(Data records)

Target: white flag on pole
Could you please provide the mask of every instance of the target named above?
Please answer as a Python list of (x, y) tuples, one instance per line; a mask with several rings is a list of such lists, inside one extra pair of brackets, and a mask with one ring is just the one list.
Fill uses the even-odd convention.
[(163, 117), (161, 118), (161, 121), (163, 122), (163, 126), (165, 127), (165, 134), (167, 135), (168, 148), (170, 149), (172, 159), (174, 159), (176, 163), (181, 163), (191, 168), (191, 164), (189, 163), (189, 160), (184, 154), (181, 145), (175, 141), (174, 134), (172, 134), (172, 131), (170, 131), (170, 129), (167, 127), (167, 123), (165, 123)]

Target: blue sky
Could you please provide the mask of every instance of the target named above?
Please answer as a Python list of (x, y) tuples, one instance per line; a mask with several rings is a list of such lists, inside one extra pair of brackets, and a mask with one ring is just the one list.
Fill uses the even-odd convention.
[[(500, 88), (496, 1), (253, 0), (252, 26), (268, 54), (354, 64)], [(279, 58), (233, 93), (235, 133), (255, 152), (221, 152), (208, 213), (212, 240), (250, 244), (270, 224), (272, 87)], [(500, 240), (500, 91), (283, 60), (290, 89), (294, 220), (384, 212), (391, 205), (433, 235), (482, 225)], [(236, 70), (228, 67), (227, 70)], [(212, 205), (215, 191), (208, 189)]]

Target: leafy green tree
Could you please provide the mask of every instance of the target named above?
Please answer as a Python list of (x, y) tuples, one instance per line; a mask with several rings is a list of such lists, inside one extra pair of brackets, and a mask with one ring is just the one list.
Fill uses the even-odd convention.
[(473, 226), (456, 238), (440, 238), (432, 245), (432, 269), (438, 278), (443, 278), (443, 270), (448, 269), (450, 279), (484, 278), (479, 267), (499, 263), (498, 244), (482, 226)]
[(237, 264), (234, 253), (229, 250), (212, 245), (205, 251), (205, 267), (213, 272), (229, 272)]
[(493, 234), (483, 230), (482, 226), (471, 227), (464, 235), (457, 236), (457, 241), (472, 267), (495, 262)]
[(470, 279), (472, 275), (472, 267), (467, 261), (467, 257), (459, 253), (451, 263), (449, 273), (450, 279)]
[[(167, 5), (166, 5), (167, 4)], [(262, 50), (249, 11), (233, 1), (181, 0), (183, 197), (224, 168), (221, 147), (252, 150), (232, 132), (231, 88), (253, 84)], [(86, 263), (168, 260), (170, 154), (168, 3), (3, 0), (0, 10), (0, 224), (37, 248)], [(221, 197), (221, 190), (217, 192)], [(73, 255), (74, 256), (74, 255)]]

> **Task requirements**
Character for character, reproduce all of the lines above.

> **Answer to this task**
Target: white flag on pole
Could you please provide the mask of every instance of the target named above?
Please answer as a Python list of (x, y) tuples, one instance per line; a mask with several rings is a list of such lists, inside one extra pair of brackets, and a mask with one ring is just the one list.
Fill uses the even-odd convention.
[(163, 117), (161, 118), (161, 121), (163, 122), (163, 126), (165, 127), (165, 134), (167, 135), (168, 148), (170, 149), (172, 159), (174, 159), (176, 163), (181, 163), (191, 168), (191, 164), (189, 163), (189, 160), (184, 154), (181, 145), (175, 141), (174, 134), (172, 134), (172, 131), (170, 131), (170, 129), (167, 127), (167, 123), (165, 123)]

Target: blue sky
Could you please provide the mask of every instance of the target named above?
Please answer as a Python list of (x, y) tuples, one instance per line; a mask with several rings is a list of such lists, inside one extra pair of brackets, and a mask with one ring is just the one list.
Fill uses the even-odd convention.
[[(500, 88), (496, 1), (253, 0), (252, 26), (268, 54), (354, 64)], [(279, 58), (233, 93), (235, 133), (255, 152), (221, 152), (208, 213), (212, 240), (250, 244), (270, 224), (272, 87)], [(500, 240), (500, 91), (283, 60), (290, 89), (294, 220), (384, 212), (391, 205), (433, 235), (482, 225)], [(236, 70), (228, 67), (227, 70)], [(212, 205), (215, 191), (208, 189)]]

Target: leafy green tree
Could you please provide the mask of every instance of the target named above?
Please answer as a Python list of (x, y) tuples, one instance per line; a mask with several rings is a list of such lists, inside one extra pair of brackets, and a mask with one ring is just the one list.
Fill uses the even-odd convention.
[(473, 226), (456, 238), (440, 238), (432, 245), (432, 269), (438, 278), (443, 278), (443, 270), (448, 269), (450, 279), (484, 278), (479, 267), (499, 263), (498, 244), (482, 226)]
[(237, 264), (234, 253), (229, 250), (212, 245), (205, 251), (205, 267), (213, 272), (229, 272)]
[(493, 234), (483, 230), (482, 226), (471, 227), (464, 235), (457, 236), (457, 241), (472, 267), (495, 262)]
[(470, 279), (472, 275), (472, 267), (467, 261), (467, 257), (459, 253), (451, 263), (449, 273), (450, 279)]
[[(167, 5), (166, 5), (167, 4)], [(262, 50), (249, 11), (233, 1), (181, 0), (183, 197), (224, 168), (221, 147), (252, 150), (232, 132), (231, 88), (253, 84)], [(86, 263), (168, 260), (170, 154), (168, 3), (3, 0), (0, 10), (0, 224), (37, 248)], [(221, 197), (221, 190), (217, 192)], [(73, 255), (74, 256), (74, 255)]]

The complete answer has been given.